◆ Problem details
In full and without alteration, give the listing again.

◆ Dataset records
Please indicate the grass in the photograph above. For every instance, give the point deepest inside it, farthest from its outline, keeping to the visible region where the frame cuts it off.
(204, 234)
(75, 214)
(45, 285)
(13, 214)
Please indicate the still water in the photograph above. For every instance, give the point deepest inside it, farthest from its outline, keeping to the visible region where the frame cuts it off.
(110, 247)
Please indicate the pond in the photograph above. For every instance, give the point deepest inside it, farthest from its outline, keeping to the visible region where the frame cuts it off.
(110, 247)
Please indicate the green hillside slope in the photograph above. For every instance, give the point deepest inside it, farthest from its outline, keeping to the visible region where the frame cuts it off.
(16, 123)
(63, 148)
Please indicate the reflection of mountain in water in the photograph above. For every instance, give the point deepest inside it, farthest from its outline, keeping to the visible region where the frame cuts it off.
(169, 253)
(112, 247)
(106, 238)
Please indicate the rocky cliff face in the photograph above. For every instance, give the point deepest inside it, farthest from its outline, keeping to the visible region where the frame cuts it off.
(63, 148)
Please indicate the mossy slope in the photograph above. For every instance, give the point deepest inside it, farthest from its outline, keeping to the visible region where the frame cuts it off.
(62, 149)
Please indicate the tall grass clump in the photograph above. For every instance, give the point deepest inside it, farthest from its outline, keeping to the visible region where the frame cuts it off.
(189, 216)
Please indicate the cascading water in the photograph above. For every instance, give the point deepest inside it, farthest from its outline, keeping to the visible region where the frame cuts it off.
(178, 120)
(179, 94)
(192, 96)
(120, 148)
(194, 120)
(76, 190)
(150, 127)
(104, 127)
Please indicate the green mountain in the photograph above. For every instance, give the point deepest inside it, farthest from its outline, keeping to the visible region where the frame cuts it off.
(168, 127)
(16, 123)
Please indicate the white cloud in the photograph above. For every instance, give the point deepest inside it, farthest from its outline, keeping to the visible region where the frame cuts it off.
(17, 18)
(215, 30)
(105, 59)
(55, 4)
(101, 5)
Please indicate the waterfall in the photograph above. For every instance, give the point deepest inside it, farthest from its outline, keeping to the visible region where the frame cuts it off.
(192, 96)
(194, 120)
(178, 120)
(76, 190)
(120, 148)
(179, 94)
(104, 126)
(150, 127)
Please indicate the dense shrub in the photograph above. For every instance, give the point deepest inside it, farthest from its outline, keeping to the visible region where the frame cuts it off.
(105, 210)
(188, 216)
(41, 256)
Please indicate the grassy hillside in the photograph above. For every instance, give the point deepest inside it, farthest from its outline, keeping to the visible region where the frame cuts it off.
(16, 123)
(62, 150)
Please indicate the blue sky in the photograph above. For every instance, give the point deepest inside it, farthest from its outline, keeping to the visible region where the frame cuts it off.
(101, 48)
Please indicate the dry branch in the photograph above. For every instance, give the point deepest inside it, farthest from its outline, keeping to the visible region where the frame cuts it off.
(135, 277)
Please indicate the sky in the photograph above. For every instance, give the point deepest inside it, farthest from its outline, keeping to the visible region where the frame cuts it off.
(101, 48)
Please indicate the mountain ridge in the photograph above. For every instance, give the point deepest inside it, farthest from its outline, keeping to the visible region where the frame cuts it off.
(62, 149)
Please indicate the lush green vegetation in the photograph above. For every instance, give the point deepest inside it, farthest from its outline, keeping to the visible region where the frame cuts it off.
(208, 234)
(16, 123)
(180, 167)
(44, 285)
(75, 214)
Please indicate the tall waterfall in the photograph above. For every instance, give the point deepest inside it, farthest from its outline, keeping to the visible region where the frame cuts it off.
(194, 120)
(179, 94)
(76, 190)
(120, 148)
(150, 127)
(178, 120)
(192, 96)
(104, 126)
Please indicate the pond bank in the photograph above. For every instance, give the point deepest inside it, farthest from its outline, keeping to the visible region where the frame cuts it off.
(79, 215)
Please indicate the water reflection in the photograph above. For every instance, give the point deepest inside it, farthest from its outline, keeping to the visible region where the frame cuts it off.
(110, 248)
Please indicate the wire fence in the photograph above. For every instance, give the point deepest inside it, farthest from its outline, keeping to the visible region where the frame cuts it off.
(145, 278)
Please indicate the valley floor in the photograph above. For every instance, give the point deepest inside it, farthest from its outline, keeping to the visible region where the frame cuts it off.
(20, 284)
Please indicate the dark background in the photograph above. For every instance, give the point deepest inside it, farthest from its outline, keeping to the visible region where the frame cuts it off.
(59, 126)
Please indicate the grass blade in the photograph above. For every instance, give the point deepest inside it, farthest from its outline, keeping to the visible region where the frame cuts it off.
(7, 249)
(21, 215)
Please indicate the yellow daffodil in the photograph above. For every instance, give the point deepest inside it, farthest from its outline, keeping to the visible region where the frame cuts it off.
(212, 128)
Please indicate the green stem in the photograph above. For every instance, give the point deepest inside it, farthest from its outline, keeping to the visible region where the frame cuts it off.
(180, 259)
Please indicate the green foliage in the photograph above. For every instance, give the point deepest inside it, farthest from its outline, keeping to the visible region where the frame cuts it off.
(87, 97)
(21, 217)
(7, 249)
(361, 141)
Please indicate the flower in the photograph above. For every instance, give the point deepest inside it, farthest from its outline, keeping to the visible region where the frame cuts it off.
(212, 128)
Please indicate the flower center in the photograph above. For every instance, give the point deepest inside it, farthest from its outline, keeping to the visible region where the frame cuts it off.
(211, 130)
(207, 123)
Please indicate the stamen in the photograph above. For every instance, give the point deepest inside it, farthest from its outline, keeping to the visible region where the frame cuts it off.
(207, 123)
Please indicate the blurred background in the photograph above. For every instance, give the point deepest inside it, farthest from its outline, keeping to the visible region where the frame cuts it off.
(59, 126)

◆ Solution for this task
Please indicate the grass in the photograph above. For every instance, give the point deepest inside it, farthest from its outline, keeping to the visible region where the frame cuts it off.
(204, 234)
(75, 214)
(45, 285)
(13, 214)
Please indicate the still water in the photograph above. For every instance, give the point deepest inside it, farthest from its outline, keeping to the visible region where the frame cuts it off.
(110, 247)
Please indicate the pond in the photograph above. For every instance, give the point deepest inside it, farthest from its outline, keeping to the visible region where the frame cuts it off.
(110, 247)
Please indicate the green hillside slope in the photograph above. For every instance, give the point deepest inside it, farthest from its outline, keeping to the visible region where the frame cuts it off.
(16, 123)
(63, 148)
Please indicate the reflection of mountain in water in the photograph above. For every instance, give the point deepest inside it, farthest from its outline, keeping to the visible region where the frame cuts it off.
(169, 253)
(112, 247)
(106, 238)
Please indicate the rocky cliff face in the photograph above. For every instance, give the point deepest inside it, farthest from its outline, keeping to the visible region where the frame cuts it off.
(63, 148)
Please indicate the mossy slope in the photograph above. For every instance, give the point deepest inside it, farthest from its outline, keeping to the visible region where the frame cuts it off.
(62, 149)
Please indicate the tall grass clump in the photograph above. For every instance, give the point deepest inside it, farthest from its outline, keeping to the visible region where the frame cuts it off.
(189, 216)
Please indicate the cascading water in the photograph above. For every instance, give the point deepest inside it, farthest from its outline, keeping to the visible region where the frame cuts it off.
(178, 120)
(179, 94)
(192, 96)
(120, 148)
(194, 120)
(76, 190)
(150, 127)
(104, 127)
Please indicate the green mountain in the photograph above. For every instance, give the point deepest inside it, farthest from its outline, keeping to the visible region where the frame cuts it off.
(168, 127)
(16, 123)
Please indicate the white cloud in the photograph above. For every instance, give the point deepest inside it, farthest from its outline, keeping to the visible region where the frame cuts it off.
(17, 18)
(215, 30)
(105, 59)
(55, 4)
(101, 5)
Please indicate the waterfall in the photograph above. For every instance, give the point deepest inside it, farthest from its outline, keeping to the visible region where the frame cuts it off.
(192, 96)
(194, 120)
(178, 120)
(76, 190)
(120, 148)
(179, 94)
(104, 126)
(150, 127)
Please indicate the dense shrub in the photograph above. For every instance, give the point deepest inside it, farthest from its outline, keeping to the visible region where the frame cuts it off.
(105, 210)
(188, 216)
(41, 256)
Please indicate the grassy hillside in the photograph above. For every instance, give the point deepest inside it, farthest from its outline, keeping to the visible region where the frame cuts it off.
(16, 123)
(62, 150)
Please indicate the blue sky in the photograph above. For every instance, give the point deepest inside it, farthest from its outline, keeping to the visible region where the frame cuts it off.
(101, 48)
Please indicate the dry branch in the photograph above. For every instance, give the point deepest inside it, farthest from its outline, keeping to the visible region where the frame cuts it off.
(135, 277)
Please indicate the sky in the photograph above. For every instance, give the point deepest inside it, farthest from its outline, keeping to the visible region where the frame cuts it off.
(101, 48)
Please indicate the mountain ridge in the photograph above. For every instance, give the point deepest inside it, farthest from its outline, keeping to the visible region where the frame cuts it off.
(62, 149)
Please indicate the lush green vegetation in the photograph above. For every instance, give the point deepest inside it, farthest from its outline, keeping to the visible region where the frame cuts it off.
(208, 234)
(16, 123)
(180, 167)
(44, 285)
(75, 214)
Please indicate the tall waterfall in the photograph above. For every instance, give the point deepest inside it, farthest from its outline, keeping to the visible region where the frame cuts it off.
(194, 120)
(179, 94)
(76, 190)
(120, 148)
(150, 127)
(178, 120)
(192, 96)
(104, 126)
Please indicate the pond bank in the photograph above. For every instance, give the point deepest inside it, farthest from its outline, keeping to the visible region where the frame cuts it off.
(79, 215)
Please indicate the water reflection in the photograph above. For every instance, give the point deepest inside it, farthest from its outline, keeping to the visible region where the frame cuts it off.
(110, 248)
Please indicate the wire fence in the photograph above. For every instance, give the point deepest inside it, farthest from its outline, keeping to the visible region where the frame cuts it off.
(145, 278)
Please indicate the valley floor in the photograph above. For every instance, give the point deepest inside it, farthest from its outline, keeping to the visible region where the frame cuts it off.
(20, 284)
Please indicate the dark background in the photograph above. For every instance, give the point deepest inside it, farthest from its outline, keeping to the visible region where the frame cuts it off.
(59, 126)
Please indicate the grass blade in the photograph above. For every instance, give the point deepest inside it, farthest from its outline, keeping to the visible region where the frame cuts it off.
(7, 249)
(21, 215)
Please indicate the yellow daffodil in the photograph above. For every instance, give the point deepest inside it, farthest from its outline, keeping to the visible region where the frame cuts it off.
(212, 128)
Please indicate the green stem in the photograph above. For every instance, give the point deepest inside it, farthest from its outline, keeping to the visible region where the frame cuts it off.
(180, 259)
Please indicate the green foliage in the photograph above. For every instance, give the point deepest inside it, farthest from its outline, keeping to the visible region where the frame cuts it off.
(87, 97)
(21, 217)
(7, 249)
(361, 141)
Please indicate the flower in the photograph above. For every instance, give the point deepest inside it, farthest from its outline, keeping to the visible region where the frame cuts it off.
(212, 128)
Please indicate the flower center in the photograph above. For every instance, give the point deepest inside it, farthest from its outline, keeping to the visible region where the frame cuts it off.
(211, 130)
(207, 123)
Please indicate the stamen in the photograph above. For every instance, give the point deepest inside it, farthest from its outline, keeping to the visible region where the frame cuts it off.
(207, 123)
Please indicate the blurred background in the photograph above. For every instance, give the point deepest inside it, farthest from its outline, keeping to the visible region where the frame cuts it off.
(59, 126)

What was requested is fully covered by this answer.